Problem to solve:
Locate each line in the material below that contains the word "every" and copy those lines out in full.

Extracted material:

»»

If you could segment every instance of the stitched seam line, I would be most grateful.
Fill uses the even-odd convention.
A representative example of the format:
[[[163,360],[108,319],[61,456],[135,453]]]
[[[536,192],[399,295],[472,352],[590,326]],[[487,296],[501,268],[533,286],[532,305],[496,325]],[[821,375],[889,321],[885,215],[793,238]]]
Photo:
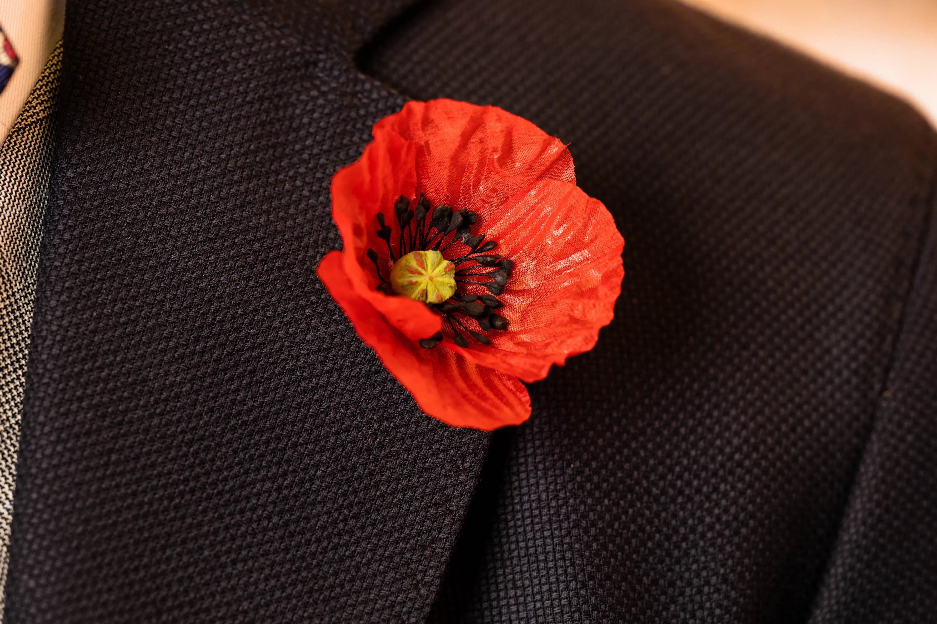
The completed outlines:
[[[917,175],[924,177],[924,183],[921,184],[918,192],[915,193],[911,196],[909,201],[912,209],[916,208],[919,205],[920,209],[924,211],[924,214],[918,221],[921,230],[917,235],[913,247],[913,249],[915,250],[914,254],[910,256],[909,261],[902,263],[900,267],[901,268],[907,268],[907,278],[903,281],[903,287],[900,289],[895,289],[892,292],[892,297],[901,301],[900,306],[900,312],[898,314],[897,322],[894,324],[894,328],[889,332],[889,336],[884,342],[884,350],[885,352],[885,364],[882,370],[881,382],[877,385],[876,392],[873,397],[875,404],[872,409],[872,416],[868,425],[868,430],[865,433],[865,439],[862,442],[858,458],[855,462],[855,467],[853,473],[850,475],[846,503],[843,506],[842,512],[840,514],[840,517],[837,521],[833,547],[830,549],[829,556],[826,558],[824,564],[823,573],[819,578],[816,590],[813,594],[810,609],[811,621],[813,621],[814,616],[816,615],[816,608],[819,605],[820,599],[825,594],[826,587],[830,579],[830,573],[838,559],[838,554],[841,547],[843,527],[849,518],[850,511],[854,507],[855,488],[858,485],[858,477],[862,472],[862,466],[865,463],[866,453],[874,437],[875,430],[877,428],[876,426],[880,420],[879,416],[883,408],[885,407],[885,399],[887,399],[888,389],[892,386],[894,381],[892,377],[898,361],[900,343],[904,332],[905,325],[907,324],[908,309],[910,307],[909,304],[915,292],[915,286],[920,279],[923,254],[930,238],[931,223],[934,219],[933,213],[937,210],[937,151],[935,151],[935,148],[937,148],[937,141],[934,140],[934,131],[930,124],[921,120],[921,125],[923,126],[921,134],[925,136],[928,140],[926,145],[921,145],[918,148],[917,158],[919,159],[918,167],[920,168]],[[906,232],[909,232],[908,238],[911,238],[910,230],[912,228],[913,226],[909,226],[905,230]]]

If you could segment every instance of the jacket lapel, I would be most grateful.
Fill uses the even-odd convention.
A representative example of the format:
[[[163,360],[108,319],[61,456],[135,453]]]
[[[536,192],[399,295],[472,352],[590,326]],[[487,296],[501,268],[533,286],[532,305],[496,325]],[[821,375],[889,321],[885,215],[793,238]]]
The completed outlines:
[[[300,4],[300,3],[297,3]],[[398,9],[68,6],[6,621],[417,620],[488,437],[316,277]]]

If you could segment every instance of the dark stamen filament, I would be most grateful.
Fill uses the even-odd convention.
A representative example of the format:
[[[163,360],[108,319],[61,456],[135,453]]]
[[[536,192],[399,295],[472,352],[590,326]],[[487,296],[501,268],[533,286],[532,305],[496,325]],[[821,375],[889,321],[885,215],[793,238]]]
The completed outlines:
[[[393,236],[391,227],[384,221],[384,213],[378,213],[378,223],[380,225],[378,229],[378,238],[382,239],[386,243],[391,263],[395,263],[398,258],[417,250],[445,253],[456,242],[466,245],[468,248],[467,254],[455,258],[447,258],[455,267],[468,262],[473,263],[456,269],[456,284],[473,283],[484,286],[491,295],[456,292],[442,303],[428,305],[437,313],[445,316],[453,331],[453,341],[459,346],[464,348],[468,346],[468,341],[459,331],[460,327],[481,344],[491,344],[488,337],[469,329],[456,314],[473,319],[482,331],[507,329],[508,320],[494,313],[495,309],[503,306],[501,301],[494,296],[500,295],[504,289],[513,268],[513,262],[502,258],[498,254],[488,254],[498,246],[498,243],[494,240],[485,240],[484,234],[472,236],[471,226],[478,221],[476,213],[464,210],[453,210],[452,208],[441,205],[430,210],[429,200],[423,194],[420,195],[413,210],[410,210],[409,206],[410,200],[404,196],[400,196],[394,206],[398,226],[396,254],[394,254],[391,245]],[[452,235],[451,239],[450,234]],[[367,257],[374,263],[378,279],[380,280],[381,283],[378,288],[381,292],[392,294],[393,288],[389,282],[389,276],[388,279],[384,279],[384,276],[381,275],[378,253],[373,249],[368,249]],[[468,277],[490,278],[491,281],[480,282],[465,279]],[[419,342],[420,346],[432,349],[442,340],[443,334],[437,332],[432,338],[419,341]]]

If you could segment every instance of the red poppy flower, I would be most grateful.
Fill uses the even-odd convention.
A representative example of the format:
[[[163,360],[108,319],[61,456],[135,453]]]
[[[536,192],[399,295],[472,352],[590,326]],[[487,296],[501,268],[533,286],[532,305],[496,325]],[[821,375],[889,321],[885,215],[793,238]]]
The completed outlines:
[[[332,181],[343,252],[320,279],[420,407],[491,430],[521,384],[612,321],[624,240],[557,138],[496,107],[409,102]]]

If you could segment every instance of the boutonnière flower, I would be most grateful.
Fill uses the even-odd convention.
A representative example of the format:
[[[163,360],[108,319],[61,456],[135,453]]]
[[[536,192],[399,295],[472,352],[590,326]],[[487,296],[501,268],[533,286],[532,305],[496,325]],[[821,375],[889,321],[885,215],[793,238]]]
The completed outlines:
[[[624,240],[558,138],[495,107],[409,102],[332,181],[344,250],[320,279],[430,416],[521,423],[521,382],[591,349]]]

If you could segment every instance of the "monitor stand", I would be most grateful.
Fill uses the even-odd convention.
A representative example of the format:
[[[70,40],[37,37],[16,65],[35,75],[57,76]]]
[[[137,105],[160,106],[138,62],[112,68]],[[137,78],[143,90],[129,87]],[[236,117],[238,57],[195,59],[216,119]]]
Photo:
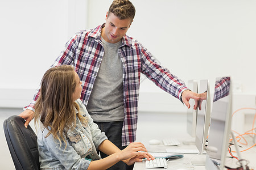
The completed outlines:
[[[205,165],[205,154],[199,154],[195,160],[191,160],[191,164],[194,166],[204,166]]]
[[[192,139],[189,139],[184,141],[183,141],[182,143],[184,144],[188,145],[188,144],[196,144],[196,138],[193,138]]]

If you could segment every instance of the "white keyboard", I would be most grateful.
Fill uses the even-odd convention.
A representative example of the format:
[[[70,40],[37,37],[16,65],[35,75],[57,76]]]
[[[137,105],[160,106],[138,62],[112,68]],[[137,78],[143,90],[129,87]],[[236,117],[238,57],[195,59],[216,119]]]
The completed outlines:
[[[165,146],[179,146],[180,144],[180,142],[176,138],[163,139],[162,142]]]
[[[165,158],[155,158],[154,160],[146,160],[146,168],[167,168],[167,162]]]

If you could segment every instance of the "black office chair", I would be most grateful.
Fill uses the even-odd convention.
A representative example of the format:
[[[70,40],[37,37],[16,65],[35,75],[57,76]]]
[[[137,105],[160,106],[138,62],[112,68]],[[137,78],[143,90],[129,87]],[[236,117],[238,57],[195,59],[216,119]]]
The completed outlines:
[[[16,115],[3,122],[5,138],[16,169],[39,169],[37,137],[25,120]]]

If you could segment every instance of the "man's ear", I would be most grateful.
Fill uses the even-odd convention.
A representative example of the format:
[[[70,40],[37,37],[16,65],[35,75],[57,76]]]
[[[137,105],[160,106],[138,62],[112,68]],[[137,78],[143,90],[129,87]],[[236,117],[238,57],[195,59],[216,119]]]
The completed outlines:
[[[108,15],[109,15],[109,11],[107,11],[107,12],[106,14],[106,20],[107,19],[108,16],[109,16]]]
[[[131,21],[131,23],[130,24],[129,27],[128,28],[129,28],[130,27],[131,27],[131,23],[133,23],[133,20]]]

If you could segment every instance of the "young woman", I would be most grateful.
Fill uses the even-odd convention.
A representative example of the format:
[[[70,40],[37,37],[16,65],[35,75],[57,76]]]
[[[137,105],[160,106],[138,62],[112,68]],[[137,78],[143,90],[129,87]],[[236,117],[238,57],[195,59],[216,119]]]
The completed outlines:
[[[35,111],[41,169],[105,169],[121,160],[131,165],[143,158],[154,159],[141,142],[121,151],[108,140],[79,99],[81,91],[71,66],[44,74]],[[101,159],[97,150],[110,156]]]

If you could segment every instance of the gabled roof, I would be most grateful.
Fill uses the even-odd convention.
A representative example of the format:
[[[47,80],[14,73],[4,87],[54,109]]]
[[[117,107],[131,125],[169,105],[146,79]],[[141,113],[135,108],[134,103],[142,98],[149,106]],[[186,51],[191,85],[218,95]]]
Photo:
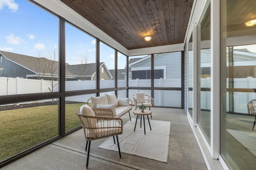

««

Solution for this task:
If you could segment every instance of the stitched seam line, I would be most grateful.
If you could segment every instance of the jacket lapel, I would be most grateful.
If you could segment every instance of the dark stamen filament, I would be most grateful.
If you could segment every instance of the red poppy flower, I would be most grateful.
If you could segment every instance of the boutonnière flower, I would be most grateful.
If you could segment every instance of the "monitor stand", I would be most grateful.
If you could segment every instance of the "white keyboard", I would be most grateful.
If you could segment every instance of the "black office chair", I would be most grateful.
If you could segment every instance of the "man's ear", I would be most grateful.
If you could segment every instance of the "young woman", I would be most grateful.
If you could segment every instance of the gabled roof, I would be most grateful.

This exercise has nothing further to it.